With images removed, transcribe each record exactly as it appears.

DATA EXTRACT =>
○ ○ ○

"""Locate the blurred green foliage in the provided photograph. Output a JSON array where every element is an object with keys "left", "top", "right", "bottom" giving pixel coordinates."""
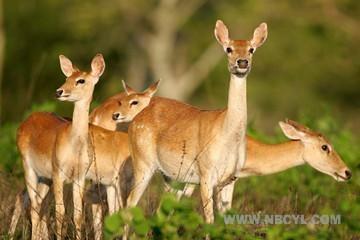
[{"left": 0, "top": 0, "right": 359, "bottom": 135}]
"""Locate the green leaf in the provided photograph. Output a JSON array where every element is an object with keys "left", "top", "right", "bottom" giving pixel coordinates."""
[
  {"left": 133, "top": 221, "right": 150, "bottom": 236},
  {"left": 104, "top": 214, "right": 123, "bottom": 233}
]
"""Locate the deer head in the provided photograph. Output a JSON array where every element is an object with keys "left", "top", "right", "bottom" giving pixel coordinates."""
[
  {"left": 215, "top": 20, "right": 267, "bottom": 78},
  {"left": 279, "top": 119, "right": 351, "bottom": 182},
  {"left": 111, "top": 80, "right": 160, "bottom": 123},
  {"left": 56, "top": 54, "right": 105, "bottom": 102}
]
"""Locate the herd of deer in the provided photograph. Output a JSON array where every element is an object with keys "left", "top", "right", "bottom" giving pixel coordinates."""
[{"left": 8, "top": 20, "right": 351, "bottom": 240}]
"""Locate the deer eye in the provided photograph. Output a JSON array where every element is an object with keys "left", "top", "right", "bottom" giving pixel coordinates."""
[
  {"left": 76, "top": 79, "right": 85, "bottom": 85},
  {"left": 130, "top": 100, "right": 139, "bottom": 106},
  {"left": 249, "top": 48, "right": 255, "bottom": 54},
  {"left": 226, "top": 47, "right": 233, "bottom": 54},
  {"left": 321, "top": 145, "right": 329, "bottom": 153}
]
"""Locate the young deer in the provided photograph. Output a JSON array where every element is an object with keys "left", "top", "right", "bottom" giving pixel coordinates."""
[
  {"left": 124, "top": 20, "right": 267, "bottom": 224},
  {"left": 12, "top": 79, "right": 159, "bottom": 240},
  {"left": 169, "top": 120, "right": 353, "bottom": 212},
  {"left": 17, "top": 54, "right": 106, "bottom": 239},
  {"left": 111, "top": 88, "right": 352, "bottom": 213},
  {"left": 215, "top": 119, "right": 351, "bottom": 212},
  {"left": 89, "top": 92, "right": 128, "bottom": 131}
]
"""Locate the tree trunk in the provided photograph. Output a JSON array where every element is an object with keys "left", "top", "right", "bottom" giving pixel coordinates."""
[{"left": 145, "top": 0, "right": 224, "bottom": 100}]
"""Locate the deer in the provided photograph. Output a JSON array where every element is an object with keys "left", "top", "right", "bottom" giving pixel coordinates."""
[
  {"left": 123, "top": 19, "right": 268, "bottom": 225},
  {"left": 16, "top": 54, "right": 135, "bottom": 240},
  {"left": 17, "top": 54, "right": 107, "bottom": 240},
  {"left": 111, "top": 86, "right": 352, "bottom": 213},
  {"left": 11, "top": 80, "right": 160, "bottom": 240}
]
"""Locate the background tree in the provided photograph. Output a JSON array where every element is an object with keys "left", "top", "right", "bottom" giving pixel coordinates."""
[{"left": 0, "top": 0, "right": 5, "bottom": 125}]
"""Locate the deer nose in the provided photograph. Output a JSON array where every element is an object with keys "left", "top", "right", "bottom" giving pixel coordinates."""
[
  {"left": 112, "top": 113, "right": 120, "bottom": 120},
  {"left": 345, "top": 170, "right": 352, "bottom": 180},
  {"left": 55, "top": 89, "right": 63, "bottom": 98},
  {"left": 237, "top": 59, "right": 248, "bottom": 68}
]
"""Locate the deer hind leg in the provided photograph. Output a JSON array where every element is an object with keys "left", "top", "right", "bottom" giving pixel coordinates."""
[
  {"left": 35, "top": 181, "right": 50, "bottom": 240},
  {"left": 126, "top": 162, "right": 154, "bottom": 208},
  {"left": 177, "top": 183, "right": 196, "bottom": 199},
  {"left": 86, "top": 184, "right": 106, "bottom": 240},
  {"left": 215, "top": 181, "right": 235, "bottom": 214},
  {"left": 124, "top": 158, "right": 155, "bottom": 240},
  {"left": 126, "top": 142, "right": 157, "bottom": 208},
  {"left": 163, "top": 180, "right": 196, "bottom": 200},
  {"left": 23, "top": 162, "right": 43, "bottom": 240},
  {"left": 107, "top": 181, "right": 123, "bottom": 215},
  {"left": 8, "top": 190, "right": 28, "bottom": 239}
]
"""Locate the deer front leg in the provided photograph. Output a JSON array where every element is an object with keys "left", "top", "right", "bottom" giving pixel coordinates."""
[
  {"left": 200, "top": 176, "right": 214, "bottom": 224},
  {"left": 53, "top": 173, "right": 65, "bottom": 239},
  {"left": 106, "top": 185, "right": 118, "bottom": 214},
  {"left": 107, "top": 178, "right": 123, "bottom": 215},
  {"left": 73, "top": 177, "right": 86, "bottom": 240}
]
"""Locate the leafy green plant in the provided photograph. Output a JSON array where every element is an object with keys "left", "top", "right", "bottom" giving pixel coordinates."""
[{"left": 104, "top": 194, "right": 260, "bottom": 240}]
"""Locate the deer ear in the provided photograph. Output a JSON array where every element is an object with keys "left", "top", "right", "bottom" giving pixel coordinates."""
[
  {"left": 59, "top": 55, "right": 74, "bottom": 77},
  {"left": 279, "top": 120, "right": 306, "bottom": 140},
  {"left": 144, "top": 79, "right": 160, "bottom": 97},
  {"left": 91, "top": 53, "right": 105, "bottom": 79},
  {"left": 214, "top": 20, "right": 230, "bottom": 46},
  {"left": 251, "top": 22, "right": 267, "bottom": 48},
  {"left": 121, "top": 80, "right": 136, "bottom": 95}
]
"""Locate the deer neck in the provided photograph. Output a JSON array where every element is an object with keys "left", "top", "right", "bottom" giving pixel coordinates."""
[
  {"left": 223, "top": 74, "right": 247, "bottom": 133},
  {"left": 71, "top": 97, "right": 92, "bottom": 140},
  {"left": 240, "top": 140, "right": 305, "bottom": 177}
]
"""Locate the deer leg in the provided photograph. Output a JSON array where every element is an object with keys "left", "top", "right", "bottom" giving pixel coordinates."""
[
  {"left": 87, "top": 184, "right": 105, "bottom": 240},
  {"left": 73, "top": 177, "right": 85, "bottom": 240},
  {"left": 23, "top": 163, "right": 42, "bottom": 240},
  {"left": 215, "top": 181, "right": 235, "bottom": 214},
  {"left": 126, "top": 166, "right": 154, "bottom": 208},
  {"left": 8, "top": 190, "right": 28, "bottom": 239},
  {"left": 53, "top": 173, "right": 65, "bottom": 240},
  {"left": 200, "top": 176, "right": 214, "bottom": 224},
  {"left": 106, "top": 185, "right": 117, "bottom": 214},
  {"left": 36, "top": 182, "right": 50, "bottom": 240},
  {"left": 163, "top": 176, "right": 196, "bottom": 200},
  {"left": 92, "top": 203, "right": 103, "bottom": 240},
  {"left": 107, "top": 179, "right": 123, "bottom": 214},
  {"left": 124, "top": 163, "right": 154, "bottom": 240},
  {"left": 179, "top": 183, "right": 196, "bottom": 199}
]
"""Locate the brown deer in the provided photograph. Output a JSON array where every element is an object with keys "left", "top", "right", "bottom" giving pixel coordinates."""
[
  {"left": 124, "top": 20, "right": 268, "bottom": 224},
  {"left": 17, "top": 54, "right": 133, "bottom": 240},
  {"left": 112, "top": 86, "right": 352, "bottom": 214}
]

○ ○ ○

ANSWER BOX =>
"""Locate the blurred green foliage in the provided photograph. Output a JSON array where every element is an object with keys "left", "top", "right", "bottom" giving pixel coordinates."""
[{"left": 0, "top": 0, "right": 359, "bottom": 135}]
"""Locate the green leaf in the provided photograph. Output a JSON array where every element is an object with keys "left", "top", "right", "bottom" giving pixel coordinates."""
[
  {"left": 133, "top": 221, "right": 150, "bottom": 236},
  {"left": 104, "top": 214, "right": 123, "bottom": 233}
]
"""Locate the deer head in the provided photograph. Output a JSON array where every element is an object with keys "left", "top", "right", "bottom" giving pixel coordinates."""
[
  {"left": 215, "top": 20, "right": 267, "bottom": 78},
  {"left": 279, "top": 119, "right": 351, "bottom": 182},
  {"left": 111, "top": 80, "right": 160, "bottom": 123},
  {"left": 56, "top": 54, "right": 105, "bottom": 102}
]
"""Locate the herd of deer in the provided photograph. Output a JSON array where every element is an object with keys "left", "top", "right", "bottom" giving pixel coordinates."""
[{"left": 8, "top": 20, "right": 351, "bottom": 240}]
"""Locate the deer eye in the provided photograph. Output a JSON array where every element is an object with keys "left", "top", "right", "bottom" giving pixel coordinates."""
[
  {"left": 76, "top": 79, "right": 85, "bottom": 85},
  {"left": 130, "top": 100, "right": 139, "bottom": 106},
  {"left": 249, "top": 48, "right": 255, "bottom": 54},
  {"left": 226, "top": 47, "right": 233, "bottom": 54},
  {"left": 321, "top": 145, "right": 329, "bottom": 153}
]
"""Locate the young deer in the provided photograph. Output a JSON array where every element is an object with keys "left", "top", "right", "bottom" giving pixel coordinates."""
[
  {"left": 124, "top": 20, "right": 267, "bottom": 224},
  {"left": 12, "top": 79, "right": 159, "bottom": 240},
  {"left": 169, "top": 120, "right": 353, "bottom": 212},
  {"left": 17, "top": 54, "right": 106, "bottom": 239},
  {"left": 111, "top": 88, "right": 352, "bottom": 213},
  {"left": 215, "top": 119, "right": 351, "bottom": 212},
  {"left": 89, "top": 92, "right": 128, "bottom": 131}
]
"""Locate the tree trunk in the provided photograph. Output a JSON array where every element is an object with keys "left", "top", "right", "bottom" giving pixel coordinates."""
[{"left": 145, "top": 0, "right": 224, "bottom": 100}]
"""Locate the deer in the provided photograph. Output a JSON array where every element is an object with keys "left", "top", "right", "bottom" giving pixel coordinates."""
[
  {"left": 123, "top": 19, "right": 268, "bottom": 225},
  {"left": 16, "top": 54, "right": 135, "bottom": 240},
  {"left": 17, "top": 54, "right": 107, "bottom": 240},
  {"left": 111, "top": 86, "right": 352, "bottom": 213},
  {"left": 11, "top": 80, "right": 160, "bottom": 240}
]
"""Locate the background tree in the provided photograph. Output a JSON array where every element is an object with keys "left", "top", "right", "bottom" giving pixel coordinates."""
[{"left": 0, "top": 0, "right": 5, "bottom": 125}]
"""Locate the deer nose in the provided photograph. Output a JSON array where every element is an object with keys "left", "top", "right", "bottom" giving pixel coordinates."""
[
  {"left": 112, "top": 113, "right": 120, "bottom": 120},
  {"left": 345, "top": 170, "right": 352, "bottom": 180},
  {"left": 55, "top": 89, "right": 63, "bottom": 98},
  {"left": 237, "top": 59, "right": 248, "bottom": 68}
]
"""Locate the deer hind leg in the provided photograph. Output a JSON array where every element is an object with keys "left", "top", "right", "bottom" giving pixel coordinates."""
[
  {"left": 35, "top": 181, "right": 50, "bottom": 240},
  {"left": 126, "top": 162, "right": 154, "bottom": 208},
  {"left": 177, "top": 183, "right": 196, "bottom": 199},
  {"left": 86, "top": 184, "right": 106, "bottom": 240},
  {"left": 215, "top": 181, "right": 235, "bottom": 214},
  {"left": 124, "top": 158, "right": 155, "bottom": 240},
  {"left": 126, "top": 142, "right": 157, "bottom": 208},
  {"left": 163, "top": 180, "right": 196, "bottom": 200},
  {"left": 23, "top": 162, "right": 43, "bottom": 240},
  {"left": 107, "top": 181, "right": 123, "bottom": 215},
  {"left": 8, "top": 190, "right": 28, "bottom": 239}
]
"""Locate the deer front leg in the provided photograph. Output a JSON array where every element is an object with keys "left", "top", "right", "bottom" giving pixel coordinates."""
[
  {"left": 200, "top": 176, "right": 214, "bottom": 224},
  {"left": 53, "top": 173, "right": 65, "bottom": 239},
  {"left": 106, "top": 185, "right": 118, "bottom": 214},
  {"left": 107, "top": 178, "right": 123, "bottom": 215},
  {"left": 73, "top": 177, "right": 86, "bottom": 240}
]
"""Locate the leafy green plant in the provided photograph. Output a JSON array where every element is an object with keys "left", "top", "right", "bottom" giving pixel coordinates."""
[{"left": 104, "top": 194, "right": 260, "bottom": 240}]
"""Locate the deer ear in the provided photograph. Output a JSON array where every element is an object with keys "left", "top", "right", "bottom" giving pixel coordinates."""
[
  {"left": 59, "top": 55, "right": 74, "bottom": 77},
  {"left": 279, "top": 120, "right": 306, "bottom": 140},
  {"left": 144, "top": 79, "right": 160, "bottom": 97},
  {"left": 91, "top": 53, "right": 105, "bottom": 79},
  {"left": 214, "top": 20, "right": 230, "bottom": 46},
  {"left": 251, "top": 22, "right": 267, "bottom": 48},
  {"left": 121, "top": 80, "right": 136, "bottom": 95}
]
"""Locate the deer neck in the provided photograph. Output a JSON array where every element is an object with keys "left", "top", "right", "bottom" giving pixel coordinates."""
[
  {"left": 223, "top": 74, "right": 247, "bottom": 133},
  {"left": 71, "top": 97, "right": 92, "bottom": 140},
  {"left": 240, "top": 140, "right": 305, "bottom": 177}
]
"""Locate the deer leg in the provided photograph. Output a JSON array where every element is an object with keys "left", "top", "right", "bottom" giving pixel coordinates."""
[
  {"left": 87, "top": 184, "right": 105, "bottom": 240},
  {"left": 73, "top": 177, "right": 85, "bottom": 240},
  {"left": 23, "top": 163, "right": 42, "bottom": 240},
  {"left": 215, "top": 181, "right": 235, "bottom": 214},
  {"left": 126, "top": 166, "right": 154, "bottom": 208},
  {"left": 8, "top": 190, "right": 28, "bottom": 239},
  {"left": 53, "top": 173, "right": 65, "bottom": 240},
  {"left": 200, "top": 176, "right": 214, "bottom": 224},
  {"left": 106, "top": 185, "right": 117, "bottom": 214},
  {"left": 36, "top": 182, "right": 50, "bottom": 240},
  {"left": 163, "top": 176, "right": 196, "bottom": 200},
  {"left": 92, "top": 203, "right": 103, "bottom": 240},
  {"left": 107, "top": 179, "right": 123, "bottom": 214},
  {"left": 124, "top": 163, "right": 154, "bottom": 240},
  {"left": 179, "top": 183, "right": 196, "bottom": 199}
]
"""Locate the brown deer in the provided photograph. Output a JSON array where every element is an object with keys "left", "top", "right", "bottom" giving pixel coordinates."""
[
  {"left": 124, "top": 20, "right": 268, "bottom": 224},
  {"left": 17, "top": 54, "right": 133, "bottom": 240},
  {"left": 112, "top": 86, "right": 352, "bottom": 214}
]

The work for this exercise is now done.